**EXTRACT TO READ**

Content starts

It’s a dramatic cliché in a story about a late father, but I was a daddy’s girl – at least in my teens. My dad spent most of my early childhood – allegedly – as a pirate in curaçao. So when he came back; tanned, moustached, but without an eyepatch or hook for a hand, he felt like a stranger. It’d take many sarcastic remarks spoken over lasagna dinners for us to grow close again. But once we did, I couldn’t wait to spend Wednesday afternoons and alternate weekends on his cigarette-burned sofa. Here we would watch episode after episode of ANTM and Tabatha Takes Over, devouring bowls of chocolate mousse whilst commenting on unfortunate hairstyles; like a panel of snooty judges. He was the fun parent, who took me on shopping-filled vacations rather than paying alimony and allowed me to dye my hair brown after my mom explicitly forbade it. In hindsight, he wasn’t the most responsible. Not to mention brown, ironically, was an unfortunate hairstyle on me. But that’s exactly why I adored him.

Content ends

**TASK SET**
1 - In the passage about the narrator's father, what did the mother explicitly forbid?
2 - Please continue the passage about the narrator's father from its last sentence.

**Source records**
Content starts

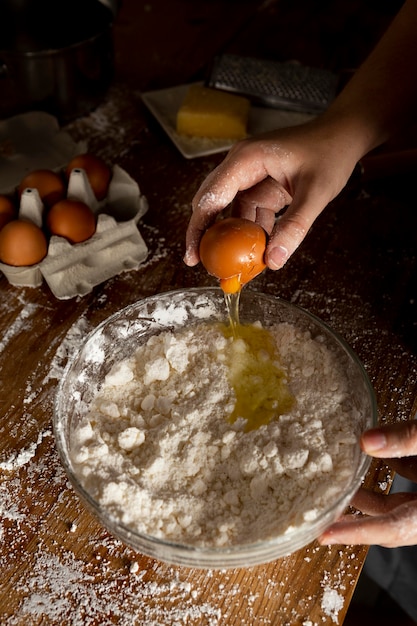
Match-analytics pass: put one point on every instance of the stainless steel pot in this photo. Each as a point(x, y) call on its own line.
point(55, 56)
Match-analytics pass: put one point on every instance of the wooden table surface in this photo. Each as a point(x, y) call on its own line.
point(357, 270)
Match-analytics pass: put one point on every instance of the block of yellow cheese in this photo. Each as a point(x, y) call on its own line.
point(211, 113)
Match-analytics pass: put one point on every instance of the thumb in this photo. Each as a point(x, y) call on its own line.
point(391, 441)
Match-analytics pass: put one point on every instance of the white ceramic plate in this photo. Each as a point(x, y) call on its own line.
point(164, 104)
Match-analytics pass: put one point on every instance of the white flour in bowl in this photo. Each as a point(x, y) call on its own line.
point(158, 452)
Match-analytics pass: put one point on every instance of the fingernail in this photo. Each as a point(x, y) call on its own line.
point(373, 440)
point(277, 257)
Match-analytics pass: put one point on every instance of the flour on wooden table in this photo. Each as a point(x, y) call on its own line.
point(157, 451)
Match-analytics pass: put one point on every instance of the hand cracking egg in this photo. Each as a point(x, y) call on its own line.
point(233, 250)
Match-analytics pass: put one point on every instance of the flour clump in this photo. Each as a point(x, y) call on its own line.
point(162, 450)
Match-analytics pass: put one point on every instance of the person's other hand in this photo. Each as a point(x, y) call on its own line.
point(302, 168)
point(388, 520)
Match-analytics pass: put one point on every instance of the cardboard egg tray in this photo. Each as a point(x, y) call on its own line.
point(74, 269)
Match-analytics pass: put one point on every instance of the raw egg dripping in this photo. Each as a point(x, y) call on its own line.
point(233, 250)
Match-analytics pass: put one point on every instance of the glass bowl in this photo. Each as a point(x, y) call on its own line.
point(118, 337)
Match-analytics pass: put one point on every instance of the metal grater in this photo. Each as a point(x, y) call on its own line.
point(290, 86)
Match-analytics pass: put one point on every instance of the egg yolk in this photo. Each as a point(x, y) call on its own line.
point(258, 380)
point(233, 250)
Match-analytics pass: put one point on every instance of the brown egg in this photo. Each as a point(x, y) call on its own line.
point(22, 243)
point(7, 210)
point(232, 250)
point(49, 184)
point(71, 219)
point(97, 171)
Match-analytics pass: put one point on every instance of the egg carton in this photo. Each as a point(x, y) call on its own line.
point(72, 270)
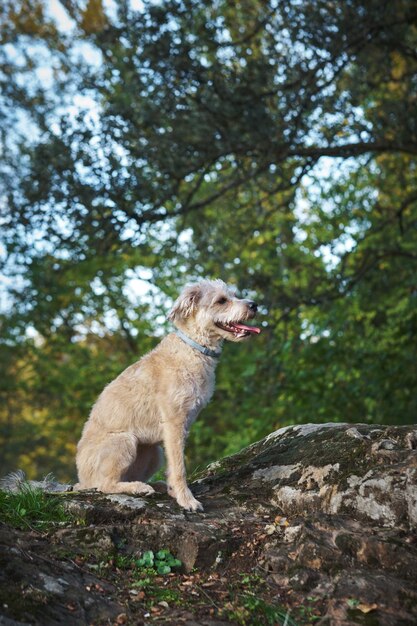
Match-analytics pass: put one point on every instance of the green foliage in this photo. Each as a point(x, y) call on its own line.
point(32, 508)
point(163, 562)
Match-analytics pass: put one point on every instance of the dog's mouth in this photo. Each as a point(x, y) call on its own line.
point(238, 329)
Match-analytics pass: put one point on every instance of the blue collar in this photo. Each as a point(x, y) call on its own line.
point(215, 354)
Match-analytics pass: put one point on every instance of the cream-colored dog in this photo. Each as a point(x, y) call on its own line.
point(157, 399)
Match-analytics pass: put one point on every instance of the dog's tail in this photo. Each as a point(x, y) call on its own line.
point(17, 481)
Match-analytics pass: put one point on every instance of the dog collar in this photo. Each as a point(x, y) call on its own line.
point(215, 354)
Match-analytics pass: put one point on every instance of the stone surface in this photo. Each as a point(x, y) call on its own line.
point(324, 513)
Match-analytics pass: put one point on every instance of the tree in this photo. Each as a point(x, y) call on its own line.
point(186, 140)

Content ends

**ANSWERS FOR THE TASKS**
1 - Dyeing the narrator's hair brown.

2 -
And then one autumn, he suddenly lost his appetite. His lungs filled up with cancer, which made it painful to eat or laugh. So, he smoked his last cigarette in the hospice. Two days later he died.
What followed was an abundance of sadness, accompanied by an abundance of flowers. So many flowers that on one sunny afternoon, the postman congratulated me; I must have won some award to get all these floral felicitations. “No, her dad just died”, my mom corrected him. His face turned the colour of the bouquet of roses he shakily put down, as he mumbled his apologies and ran away. I then felt more sorry for the postman than for myself. But as time passed, so did my honey-mourning period; flowers stopped coming and people stopped feeling sorry for me. They, understandably, had their own lives to move on with. Yet, to me, my dad’s absence would always remain unforgettable. I’ve been told this is a common contradiction in mourning; desperately wanting to remember your loved one, whilst hoping to forget why that loved one is reduced to memories in the first place.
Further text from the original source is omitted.